Question

For a Diagonal matrix A=[aij]m*n, how do you prove that A^n=[aij^n]m*n?

Answer 1

sorry but you have to write the problem more clearly...

Answer 2

what is aij
?
and is\[m\times n\]just the row and column notation?

Answer 3

yes ij refers to row and column

Answer 4

m x n is the row column notation and aij is the general element located at row i and column j

Answer 5

prove it?
Hm...
maybe by induction, but I'm hoping to circumvent that

Answer 6

it's visually obvious...

Answer 7

that is a pretty difficult job.

Answer 8

I wouldn't know how to write it in LaTeX anyway I don't think :/

Answer 9

well what is a LaTeX anyway

Answer 10

the language to type equations:

\frac{-b\pm\sqrt{b^2-4ac}}{2a}

This is the quadratic formula, just enclose it in \[ with another set of brackets on the right and...

Answer 11

\[\frac{-b\pm\sqrt{b^2-4ac}}{2a}\]tadah!

Answer 12

here's a cheat sheet
http://omega.albany.edu:8008/Symbols.html

Answer 13

OK even i saw that subscript was not available in the equation editor

Answer 14

the underline symbol:

a_i

\[a_i\]

Answer 15

the fraction thing I did is not in the editor either

Answer 16

Well thank you, but that still does not solve the problem beforehand

Answer 17

but I don't know how to write a matrix larger than 3X3

Answer 18

no I don't think I know an easy proof...

Saved items
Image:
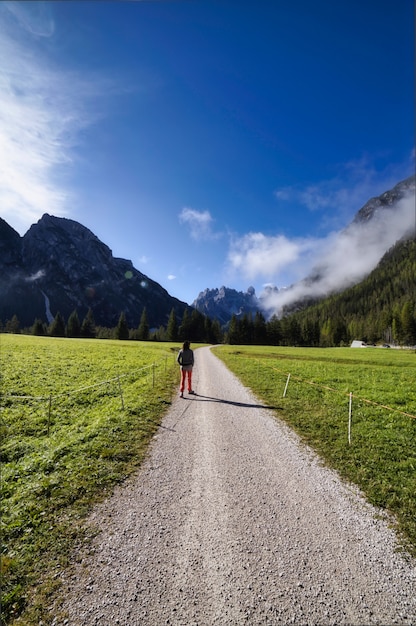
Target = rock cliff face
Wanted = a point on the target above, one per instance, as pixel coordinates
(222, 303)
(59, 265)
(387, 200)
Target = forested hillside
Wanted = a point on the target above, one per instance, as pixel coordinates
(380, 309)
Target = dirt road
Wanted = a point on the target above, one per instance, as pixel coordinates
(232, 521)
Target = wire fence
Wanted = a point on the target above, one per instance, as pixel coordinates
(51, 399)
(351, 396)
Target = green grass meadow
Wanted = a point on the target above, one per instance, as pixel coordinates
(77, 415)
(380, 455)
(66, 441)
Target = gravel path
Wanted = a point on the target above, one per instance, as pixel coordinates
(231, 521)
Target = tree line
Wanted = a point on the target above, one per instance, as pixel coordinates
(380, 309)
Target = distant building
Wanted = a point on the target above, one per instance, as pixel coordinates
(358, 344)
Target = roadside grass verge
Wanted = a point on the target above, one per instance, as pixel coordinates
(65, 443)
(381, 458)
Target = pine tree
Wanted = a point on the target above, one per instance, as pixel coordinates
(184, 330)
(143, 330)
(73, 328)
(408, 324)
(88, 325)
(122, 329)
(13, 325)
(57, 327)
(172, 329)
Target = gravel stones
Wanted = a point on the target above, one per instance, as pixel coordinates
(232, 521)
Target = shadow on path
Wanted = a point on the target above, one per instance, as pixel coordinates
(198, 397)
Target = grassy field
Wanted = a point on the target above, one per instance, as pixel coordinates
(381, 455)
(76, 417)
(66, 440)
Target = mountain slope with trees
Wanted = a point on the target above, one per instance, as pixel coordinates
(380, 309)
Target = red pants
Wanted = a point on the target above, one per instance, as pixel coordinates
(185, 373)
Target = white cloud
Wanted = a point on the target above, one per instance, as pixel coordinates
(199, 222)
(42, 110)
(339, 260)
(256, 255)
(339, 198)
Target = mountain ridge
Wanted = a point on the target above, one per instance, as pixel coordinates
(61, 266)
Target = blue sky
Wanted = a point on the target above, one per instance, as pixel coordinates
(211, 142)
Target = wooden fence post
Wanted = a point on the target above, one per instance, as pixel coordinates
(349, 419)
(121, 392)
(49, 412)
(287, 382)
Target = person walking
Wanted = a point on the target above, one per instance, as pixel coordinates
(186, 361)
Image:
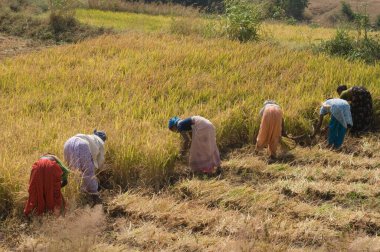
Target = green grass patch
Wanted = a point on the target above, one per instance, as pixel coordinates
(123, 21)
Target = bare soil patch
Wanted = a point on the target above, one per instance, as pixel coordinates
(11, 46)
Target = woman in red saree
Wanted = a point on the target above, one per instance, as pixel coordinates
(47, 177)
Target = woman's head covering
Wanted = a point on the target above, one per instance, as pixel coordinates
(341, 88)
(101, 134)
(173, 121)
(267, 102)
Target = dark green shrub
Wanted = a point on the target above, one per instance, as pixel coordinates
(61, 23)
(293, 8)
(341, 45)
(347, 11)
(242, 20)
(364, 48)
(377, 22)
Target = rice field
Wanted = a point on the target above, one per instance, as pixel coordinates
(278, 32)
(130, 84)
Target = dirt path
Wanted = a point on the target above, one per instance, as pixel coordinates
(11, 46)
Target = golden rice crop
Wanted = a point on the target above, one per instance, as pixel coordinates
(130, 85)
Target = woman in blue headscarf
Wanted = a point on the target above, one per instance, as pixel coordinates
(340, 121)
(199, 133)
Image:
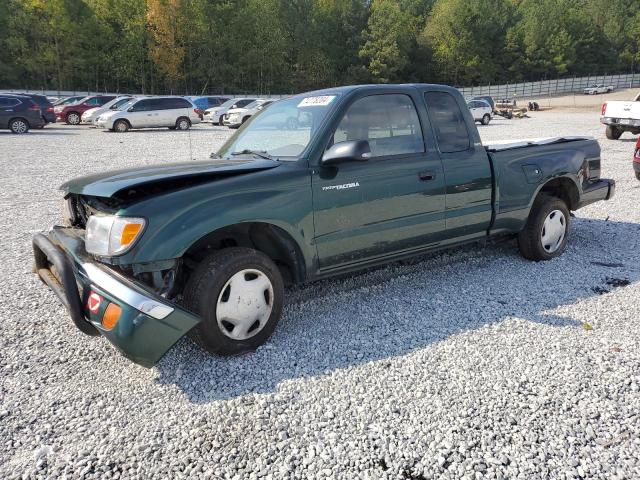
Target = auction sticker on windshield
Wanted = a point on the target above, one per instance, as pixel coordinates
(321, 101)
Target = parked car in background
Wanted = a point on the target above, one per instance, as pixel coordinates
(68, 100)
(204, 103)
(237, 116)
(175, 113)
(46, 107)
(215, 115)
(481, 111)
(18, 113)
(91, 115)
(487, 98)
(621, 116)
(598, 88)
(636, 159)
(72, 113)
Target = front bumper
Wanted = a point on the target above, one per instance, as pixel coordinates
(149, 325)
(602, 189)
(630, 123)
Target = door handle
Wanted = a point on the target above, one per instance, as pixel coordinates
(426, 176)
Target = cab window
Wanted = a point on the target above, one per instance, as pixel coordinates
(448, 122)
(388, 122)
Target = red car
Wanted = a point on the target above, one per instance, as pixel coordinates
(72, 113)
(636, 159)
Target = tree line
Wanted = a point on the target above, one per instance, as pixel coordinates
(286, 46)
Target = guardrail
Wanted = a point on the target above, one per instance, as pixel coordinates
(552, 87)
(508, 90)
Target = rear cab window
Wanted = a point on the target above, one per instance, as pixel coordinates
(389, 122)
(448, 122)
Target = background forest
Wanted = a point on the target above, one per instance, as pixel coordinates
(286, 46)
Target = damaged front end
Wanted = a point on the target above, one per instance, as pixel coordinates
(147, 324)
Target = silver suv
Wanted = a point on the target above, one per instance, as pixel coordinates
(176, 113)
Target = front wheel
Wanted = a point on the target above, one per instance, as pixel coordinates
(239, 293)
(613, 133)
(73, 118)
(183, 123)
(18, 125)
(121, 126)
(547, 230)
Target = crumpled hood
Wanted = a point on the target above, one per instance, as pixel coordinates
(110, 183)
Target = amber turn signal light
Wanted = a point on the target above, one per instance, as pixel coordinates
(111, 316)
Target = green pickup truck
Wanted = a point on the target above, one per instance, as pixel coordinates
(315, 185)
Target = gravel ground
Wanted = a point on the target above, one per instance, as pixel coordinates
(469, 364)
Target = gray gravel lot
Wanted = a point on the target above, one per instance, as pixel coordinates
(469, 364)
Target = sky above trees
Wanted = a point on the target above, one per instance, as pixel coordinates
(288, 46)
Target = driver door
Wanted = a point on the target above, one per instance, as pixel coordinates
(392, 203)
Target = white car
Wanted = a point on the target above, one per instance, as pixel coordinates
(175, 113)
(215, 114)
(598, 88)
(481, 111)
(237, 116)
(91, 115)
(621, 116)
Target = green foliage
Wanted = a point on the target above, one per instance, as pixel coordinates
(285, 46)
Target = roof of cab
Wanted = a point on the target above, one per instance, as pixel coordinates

What to work on:
1. In the thread, what symbol is given for writing a subscript?
2. Please gather every line of the listing that contains the string "path".

Responses to the tasks:
1. The underline symbol.

2.
Target = gravel path
Target = shadow on path
Target = dirt path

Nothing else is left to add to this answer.